GENETİK ALANDA TÜRK RÜZGARI

TAKİP ET

UYKUSUZLUK GENİ HAKKINDA TÜRK BİLİMADAMLARININ BULUŞLARI DÜNYANIN EN İYİ KEŞİFLERİ LİSTESİNE GİRDİ.



Bilkent Üniversitesi Öğretim Üyesi Prof. Dr. Tayfun Özçelik'in "uykusuzluk geni"ni keşfettiği çalışma, ABD merkezli uluslararası bilim dergisi Cell tarafından "2017 dünyanın en iyi bilimsel buluşları" arasına seçildi.

Cell tarafından yapılan açıklamada, bu seçimin, kapsamlı bir değerlendirme ve geniş bir bakış açısı ile kavramsal düzeyde en yüksek etkiyi yapan araştırmaların önceliklendirilerek gerçekleştirildiği vurgulandı.

"Uygusuzluk geni" ya da "gece kuşu" olarak belirtilen gen, Bilkent Üniversitesinden Prof. Dr. Özçelik ve Rockefeller Üniversitesinden Prof. Dr. Michael Young'ın başında olduğu bir ekip tarafından ve yaklaşık 8 yıl süren bir araştırma sonucunda keşfedilmişti.


Çalışmada, biyolojik saati oluşturan genlerden Kriptokrom 1'de (CRY1) olan mutasyonların biyolojik ritmin bozulmasına ve bunun da uyku düzeni değişikliklerine yol açtığı gösterilmişti.

**Görevler**.
[1] Uykusuzluk geni haberine göre bu geni keşfeden araştırma yaklaşık ne kadar sürmüştür?
[2] Uykusuzluk geni haberinde "Çalışmada, biyolojik saati" ile "yol açtığı gösterilmişti." arasındaki bölümü, ikisi de dahil olmak üzere, "uyku düzeni" yerine "uyku örüntüsü" koyarak yeniden yazın.
Aşağıdaki malzemeye ihtiyaç yoktur.

**İncelenen veriler**.
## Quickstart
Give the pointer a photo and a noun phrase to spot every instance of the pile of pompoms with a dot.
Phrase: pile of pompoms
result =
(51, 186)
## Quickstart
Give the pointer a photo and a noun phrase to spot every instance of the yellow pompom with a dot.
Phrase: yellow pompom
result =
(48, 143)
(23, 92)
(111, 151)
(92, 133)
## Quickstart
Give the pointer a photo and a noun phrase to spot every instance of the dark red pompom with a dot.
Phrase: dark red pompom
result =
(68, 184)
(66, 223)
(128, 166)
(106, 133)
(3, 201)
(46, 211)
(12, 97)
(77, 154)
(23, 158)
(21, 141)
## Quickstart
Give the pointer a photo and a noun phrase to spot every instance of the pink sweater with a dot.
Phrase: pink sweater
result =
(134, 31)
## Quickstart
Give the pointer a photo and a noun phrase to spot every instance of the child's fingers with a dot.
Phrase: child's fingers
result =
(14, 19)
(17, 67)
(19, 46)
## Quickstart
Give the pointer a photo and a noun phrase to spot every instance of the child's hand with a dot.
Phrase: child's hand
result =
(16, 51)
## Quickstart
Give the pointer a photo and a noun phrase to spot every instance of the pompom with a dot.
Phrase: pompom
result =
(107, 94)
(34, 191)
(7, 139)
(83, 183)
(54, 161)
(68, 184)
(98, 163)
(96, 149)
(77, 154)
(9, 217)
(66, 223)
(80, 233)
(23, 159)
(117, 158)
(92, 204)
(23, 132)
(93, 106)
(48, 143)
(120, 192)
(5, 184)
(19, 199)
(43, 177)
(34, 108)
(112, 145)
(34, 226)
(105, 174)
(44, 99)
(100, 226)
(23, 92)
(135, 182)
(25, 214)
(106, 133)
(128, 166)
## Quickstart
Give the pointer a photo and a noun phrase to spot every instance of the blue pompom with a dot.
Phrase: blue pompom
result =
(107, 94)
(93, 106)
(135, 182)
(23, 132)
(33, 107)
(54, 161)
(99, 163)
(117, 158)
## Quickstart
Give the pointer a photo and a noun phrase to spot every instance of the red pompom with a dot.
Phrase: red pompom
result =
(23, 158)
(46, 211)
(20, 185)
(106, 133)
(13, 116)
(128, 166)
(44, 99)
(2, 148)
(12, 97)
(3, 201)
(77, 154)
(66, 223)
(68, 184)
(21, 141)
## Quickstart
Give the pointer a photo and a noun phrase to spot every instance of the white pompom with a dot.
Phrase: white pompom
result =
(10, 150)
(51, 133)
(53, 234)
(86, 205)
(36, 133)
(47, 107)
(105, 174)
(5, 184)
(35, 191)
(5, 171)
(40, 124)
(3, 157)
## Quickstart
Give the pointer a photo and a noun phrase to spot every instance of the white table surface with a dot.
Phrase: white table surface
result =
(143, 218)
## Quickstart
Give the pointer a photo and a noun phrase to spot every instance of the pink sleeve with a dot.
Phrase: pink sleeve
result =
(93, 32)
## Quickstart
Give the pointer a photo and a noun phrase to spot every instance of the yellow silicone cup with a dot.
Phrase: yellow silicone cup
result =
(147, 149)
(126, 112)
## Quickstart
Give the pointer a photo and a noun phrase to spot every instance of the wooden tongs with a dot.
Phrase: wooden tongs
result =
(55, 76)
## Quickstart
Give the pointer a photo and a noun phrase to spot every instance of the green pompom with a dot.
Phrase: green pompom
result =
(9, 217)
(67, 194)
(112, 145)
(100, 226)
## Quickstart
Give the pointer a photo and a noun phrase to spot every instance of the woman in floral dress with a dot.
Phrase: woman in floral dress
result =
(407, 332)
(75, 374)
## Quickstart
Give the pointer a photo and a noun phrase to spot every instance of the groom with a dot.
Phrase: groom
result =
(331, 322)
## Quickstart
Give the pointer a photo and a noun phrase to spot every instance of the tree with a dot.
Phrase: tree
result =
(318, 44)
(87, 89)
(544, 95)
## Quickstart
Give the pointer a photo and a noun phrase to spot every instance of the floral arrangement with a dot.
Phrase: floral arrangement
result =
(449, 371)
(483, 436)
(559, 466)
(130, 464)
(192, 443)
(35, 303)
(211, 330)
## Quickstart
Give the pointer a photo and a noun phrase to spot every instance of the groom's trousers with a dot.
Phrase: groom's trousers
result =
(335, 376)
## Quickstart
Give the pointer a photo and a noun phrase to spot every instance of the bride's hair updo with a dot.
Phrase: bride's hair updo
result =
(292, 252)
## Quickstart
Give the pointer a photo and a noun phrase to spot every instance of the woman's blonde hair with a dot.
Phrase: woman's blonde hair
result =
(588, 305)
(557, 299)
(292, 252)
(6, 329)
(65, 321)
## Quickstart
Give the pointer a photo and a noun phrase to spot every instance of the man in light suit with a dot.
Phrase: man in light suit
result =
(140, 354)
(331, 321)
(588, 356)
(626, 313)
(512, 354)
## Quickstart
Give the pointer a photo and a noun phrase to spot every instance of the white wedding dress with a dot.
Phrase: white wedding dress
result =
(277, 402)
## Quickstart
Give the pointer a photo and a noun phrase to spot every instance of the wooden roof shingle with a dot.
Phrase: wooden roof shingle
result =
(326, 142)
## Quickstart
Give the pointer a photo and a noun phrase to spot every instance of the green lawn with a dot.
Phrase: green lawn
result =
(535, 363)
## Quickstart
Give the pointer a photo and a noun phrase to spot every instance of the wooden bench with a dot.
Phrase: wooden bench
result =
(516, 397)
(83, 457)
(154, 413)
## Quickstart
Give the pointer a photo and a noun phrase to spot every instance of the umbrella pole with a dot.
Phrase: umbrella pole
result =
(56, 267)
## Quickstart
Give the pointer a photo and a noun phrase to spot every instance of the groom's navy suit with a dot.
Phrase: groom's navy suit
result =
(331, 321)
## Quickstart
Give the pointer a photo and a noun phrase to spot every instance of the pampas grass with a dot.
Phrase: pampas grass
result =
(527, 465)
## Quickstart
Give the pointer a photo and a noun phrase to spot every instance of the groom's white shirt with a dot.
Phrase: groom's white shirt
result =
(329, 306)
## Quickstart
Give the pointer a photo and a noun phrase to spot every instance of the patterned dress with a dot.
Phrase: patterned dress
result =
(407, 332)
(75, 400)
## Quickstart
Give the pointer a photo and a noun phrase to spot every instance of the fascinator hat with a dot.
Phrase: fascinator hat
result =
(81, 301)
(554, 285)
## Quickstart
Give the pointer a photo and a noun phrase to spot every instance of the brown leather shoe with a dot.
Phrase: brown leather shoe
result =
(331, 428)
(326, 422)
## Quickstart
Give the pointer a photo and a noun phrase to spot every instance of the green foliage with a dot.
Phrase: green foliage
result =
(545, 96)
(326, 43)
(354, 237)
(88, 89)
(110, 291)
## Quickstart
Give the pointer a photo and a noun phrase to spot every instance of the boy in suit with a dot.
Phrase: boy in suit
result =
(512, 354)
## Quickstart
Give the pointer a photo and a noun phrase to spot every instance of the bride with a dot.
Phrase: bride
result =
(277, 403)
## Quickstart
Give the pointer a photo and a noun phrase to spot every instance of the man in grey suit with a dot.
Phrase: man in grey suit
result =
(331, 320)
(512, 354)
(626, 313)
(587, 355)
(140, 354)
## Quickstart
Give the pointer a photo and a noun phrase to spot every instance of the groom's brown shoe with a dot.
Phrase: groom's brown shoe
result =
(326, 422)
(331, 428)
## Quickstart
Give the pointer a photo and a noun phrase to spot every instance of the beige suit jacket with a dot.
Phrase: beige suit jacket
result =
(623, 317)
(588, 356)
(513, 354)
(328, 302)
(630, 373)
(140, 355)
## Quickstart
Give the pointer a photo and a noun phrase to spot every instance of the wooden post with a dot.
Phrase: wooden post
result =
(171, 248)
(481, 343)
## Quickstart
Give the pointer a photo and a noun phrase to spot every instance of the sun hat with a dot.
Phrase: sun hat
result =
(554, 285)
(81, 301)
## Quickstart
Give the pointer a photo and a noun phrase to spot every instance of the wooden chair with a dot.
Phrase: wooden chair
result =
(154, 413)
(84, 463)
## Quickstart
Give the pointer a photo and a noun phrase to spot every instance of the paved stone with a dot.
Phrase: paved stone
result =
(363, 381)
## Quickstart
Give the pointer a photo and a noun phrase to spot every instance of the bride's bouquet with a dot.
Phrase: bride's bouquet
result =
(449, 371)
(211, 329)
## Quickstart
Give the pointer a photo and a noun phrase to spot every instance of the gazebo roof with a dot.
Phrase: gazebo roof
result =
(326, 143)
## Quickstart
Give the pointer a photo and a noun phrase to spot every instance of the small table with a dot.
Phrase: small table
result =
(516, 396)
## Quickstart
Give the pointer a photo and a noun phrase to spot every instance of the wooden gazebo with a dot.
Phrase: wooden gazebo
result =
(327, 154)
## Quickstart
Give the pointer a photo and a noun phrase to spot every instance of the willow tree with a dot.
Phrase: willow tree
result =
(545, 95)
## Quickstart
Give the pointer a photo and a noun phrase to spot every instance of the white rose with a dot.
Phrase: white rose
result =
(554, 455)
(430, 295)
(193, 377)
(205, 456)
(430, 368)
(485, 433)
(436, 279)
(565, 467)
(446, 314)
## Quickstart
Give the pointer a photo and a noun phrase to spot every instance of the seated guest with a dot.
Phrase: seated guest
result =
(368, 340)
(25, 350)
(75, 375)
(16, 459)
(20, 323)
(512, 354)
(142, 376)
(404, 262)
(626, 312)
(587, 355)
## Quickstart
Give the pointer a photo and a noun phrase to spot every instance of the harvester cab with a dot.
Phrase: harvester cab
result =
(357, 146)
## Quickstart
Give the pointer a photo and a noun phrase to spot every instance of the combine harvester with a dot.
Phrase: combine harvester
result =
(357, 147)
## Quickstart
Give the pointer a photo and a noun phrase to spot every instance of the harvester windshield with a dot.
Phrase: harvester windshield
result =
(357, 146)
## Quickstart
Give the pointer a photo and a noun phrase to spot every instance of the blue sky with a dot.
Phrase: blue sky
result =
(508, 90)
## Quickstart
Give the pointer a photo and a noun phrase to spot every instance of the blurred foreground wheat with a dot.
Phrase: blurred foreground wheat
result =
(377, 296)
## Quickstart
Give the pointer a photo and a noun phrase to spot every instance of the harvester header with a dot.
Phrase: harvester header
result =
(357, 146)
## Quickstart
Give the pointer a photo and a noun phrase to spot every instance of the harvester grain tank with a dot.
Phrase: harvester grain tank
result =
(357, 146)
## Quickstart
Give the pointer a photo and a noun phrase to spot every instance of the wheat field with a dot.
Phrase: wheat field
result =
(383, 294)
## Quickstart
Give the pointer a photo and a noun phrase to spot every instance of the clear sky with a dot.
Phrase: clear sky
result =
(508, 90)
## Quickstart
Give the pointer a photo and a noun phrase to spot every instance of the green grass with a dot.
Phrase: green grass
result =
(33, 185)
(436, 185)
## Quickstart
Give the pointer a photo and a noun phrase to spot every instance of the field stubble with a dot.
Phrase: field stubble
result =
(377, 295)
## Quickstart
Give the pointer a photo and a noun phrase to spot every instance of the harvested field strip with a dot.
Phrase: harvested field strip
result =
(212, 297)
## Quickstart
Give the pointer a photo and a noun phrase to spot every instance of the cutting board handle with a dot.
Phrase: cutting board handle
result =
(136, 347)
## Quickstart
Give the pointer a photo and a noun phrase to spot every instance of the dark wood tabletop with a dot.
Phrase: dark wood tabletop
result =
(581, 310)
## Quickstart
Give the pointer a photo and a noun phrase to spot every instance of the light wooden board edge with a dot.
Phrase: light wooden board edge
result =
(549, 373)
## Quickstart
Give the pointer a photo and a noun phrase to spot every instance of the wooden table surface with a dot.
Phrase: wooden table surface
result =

**Çözüm listesi**.
[1] Yaklaşık 8 yıl sürmüştür.

[2]
Çalışmada, biyolojik saati oluşturan genlerden Kriptokrom 1'de (CRY1) olan mutasyonların biyolojik ritmin bozulmasına ve bunun da uyku örüntüsü değişikliklerine yol açtığı gösterilmişti.